- [WHAT THE TASK ASKS]: What is the number of lines in the data below that contain "straight"? Answer with that number and no other words.

- [SUPPLIED DATA]:
===
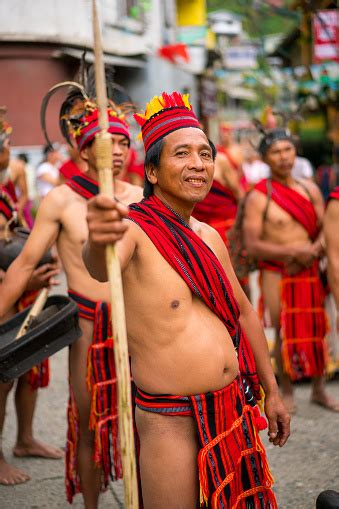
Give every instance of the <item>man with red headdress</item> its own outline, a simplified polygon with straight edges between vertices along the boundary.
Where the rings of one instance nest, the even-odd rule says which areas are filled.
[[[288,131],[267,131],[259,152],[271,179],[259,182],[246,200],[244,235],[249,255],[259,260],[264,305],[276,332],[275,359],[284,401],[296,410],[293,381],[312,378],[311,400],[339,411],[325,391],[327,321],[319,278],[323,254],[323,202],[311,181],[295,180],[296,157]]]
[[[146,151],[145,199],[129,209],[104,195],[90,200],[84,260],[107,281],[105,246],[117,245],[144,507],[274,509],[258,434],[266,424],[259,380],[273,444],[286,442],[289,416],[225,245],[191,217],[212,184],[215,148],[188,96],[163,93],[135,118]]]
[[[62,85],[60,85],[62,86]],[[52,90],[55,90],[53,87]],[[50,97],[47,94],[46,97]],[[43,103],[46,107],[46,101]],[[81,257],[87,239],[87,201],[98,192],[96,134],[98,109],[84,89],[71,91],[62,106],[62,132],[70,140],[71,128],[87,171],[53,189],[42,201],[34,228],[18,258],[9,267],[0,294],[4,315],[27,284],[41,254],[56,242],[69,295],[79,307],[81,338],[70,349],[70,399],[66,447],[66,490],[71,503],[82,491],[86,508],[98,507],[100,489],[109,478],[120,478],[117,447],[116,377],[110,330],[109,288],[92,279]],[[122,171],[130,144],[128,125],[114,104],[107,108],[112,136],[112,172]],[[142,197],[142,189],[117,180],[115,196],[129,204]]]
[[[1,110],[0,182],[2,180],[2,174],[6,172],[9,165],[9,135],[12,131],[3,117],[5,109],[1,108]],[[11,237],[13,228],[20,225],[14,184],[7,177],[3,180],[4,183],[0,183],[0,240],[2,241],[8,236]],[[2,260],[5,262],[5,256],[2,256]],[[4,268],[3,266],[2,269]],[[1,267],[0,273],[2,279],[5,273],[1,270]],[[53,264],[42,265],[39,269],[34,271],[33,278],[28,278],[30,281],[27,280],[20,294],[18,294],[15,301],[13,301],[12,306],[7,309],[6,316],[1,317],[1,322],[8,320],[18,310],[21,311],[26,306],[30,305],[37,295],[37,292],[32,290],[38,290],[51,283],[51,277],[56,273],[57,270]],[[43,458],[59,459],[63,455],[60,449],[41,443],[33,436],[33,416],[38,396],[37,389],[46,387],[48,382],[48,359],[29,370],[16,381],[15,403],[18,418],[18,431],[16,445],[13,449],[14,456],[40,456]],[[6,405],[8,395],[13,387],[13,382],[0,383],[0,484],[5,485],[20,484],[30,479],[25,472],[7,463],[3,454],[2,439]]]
===
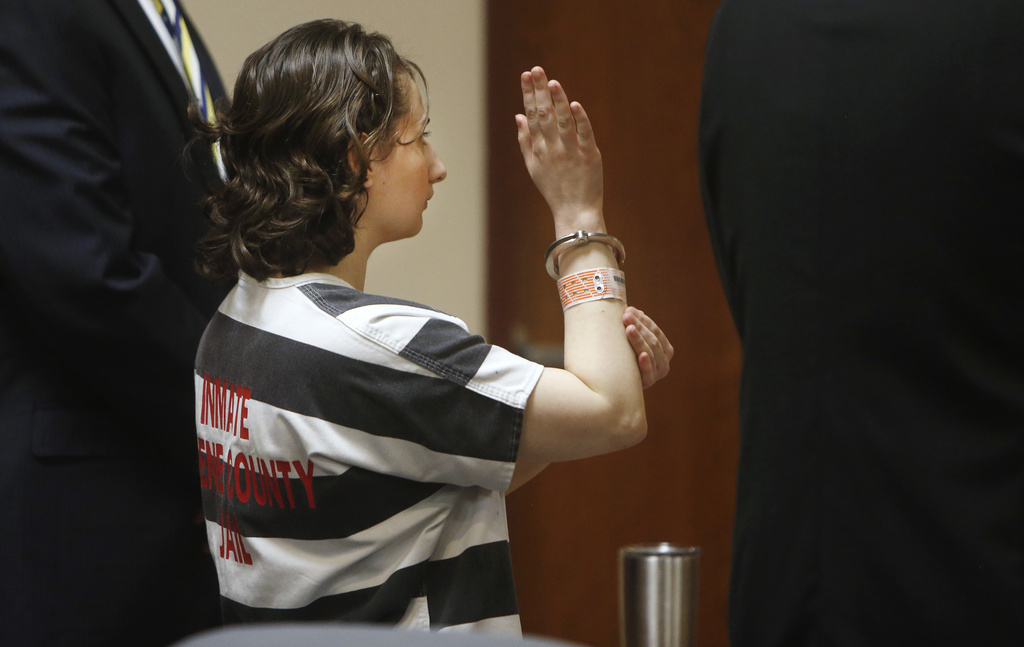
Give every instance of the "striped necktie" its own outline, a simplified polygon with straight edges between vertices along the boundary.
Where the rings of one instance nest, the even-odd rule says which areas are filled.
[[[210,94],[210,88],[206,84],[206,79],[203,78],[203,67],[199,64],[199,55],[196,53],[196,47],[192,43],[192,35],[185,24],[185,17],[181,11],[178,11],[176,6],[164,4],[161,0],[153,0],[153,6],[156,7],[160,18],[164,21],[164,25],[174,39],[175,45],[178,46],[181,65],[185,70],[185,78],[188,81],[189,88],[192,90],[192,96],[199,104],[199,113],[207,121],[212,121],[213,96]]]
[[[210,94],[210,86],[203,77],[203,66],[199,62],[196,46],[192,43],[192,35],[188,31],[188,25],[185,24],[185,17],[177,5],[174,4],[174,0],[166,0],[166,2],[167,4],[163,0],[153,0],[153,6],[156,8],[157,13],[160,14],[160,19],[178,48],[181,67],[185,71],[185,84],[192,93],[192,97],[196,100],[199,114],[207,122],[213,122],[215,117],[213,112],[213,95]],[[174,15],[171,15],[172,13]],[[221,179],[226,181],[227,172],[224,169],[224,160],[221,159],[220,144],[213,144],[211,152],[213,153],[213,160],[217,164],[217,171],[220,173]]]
===
- [OUTPUT OF THE EXERCISE]: 2